Continue the news report on China downgrading its diplomatic ties with Lithuania over Taiwan, starting after its last paragraph.

Provided text:
• • • • •

Aggressive China taking ‘Quantum Leap Backward’?

     

China on Monday demanded Lithuania end its newly enhanced relationship with Taiwan that has already prompted Beijing to downgrade diplomatic ties from the ambassadorial level with the EU-member nation, The Associated Press reports.

China downgraded diplomatic relations with Lithuania after the Baltic country upgraded economic ties with Taiwan, in a sign of how EU member states risk retaliation from Beijing if they seek to deepen links with Taipei, The Financial Times reports. Some governments and lawmakers are reconsidering their links with China, as they have become increasingly fearful of Beijing’s authoritarian tendencies and disillusioned over economic opportunities in the world’s second-largest economy.

Gitanas Nauseda, Lithuania’s president, told the FT in August that the Baltic state would not back down. He added that while the country was committed to defending democratic values, the approach “should not bring additional tensions”.

• • • • •

Given material:
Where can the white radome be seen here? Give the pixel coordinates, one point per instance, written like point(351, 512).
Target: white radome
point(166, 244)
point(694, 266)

• • • • •

Result:
“CCP leaders publicly express confidence that China will prevail in an ideological and civilizational clash with the United States and other democracies they refer to as ‘the West,’” says a new report.

“In 2021, China’s leaders made plain their ambition to present the CCP’s one-party rule to the world as a superior political, economic, and moral model to democracy and capitalism,” notes the U.S.-China Economic and Security Review Commission. Without a robust response to Beijing’s aggressive assertion of its ‘sharp power,’ the world will witness “the slow but certain erosion of the security, sovereignty, and identity of democratic nations,” it asserts:

As Beijing attempts to curb the aspirations of a rising generation of entrepreneurs, leaders, and advocates of democracy, the message is clear. National sovereignty along with constitutional rights, civil and human liberties, and free market economic values are impediments to the CCP goals of a “community of common human destiny,” which in simplest terms is the Party’s ever-expanding control over its own people and other nations’ citizens as well.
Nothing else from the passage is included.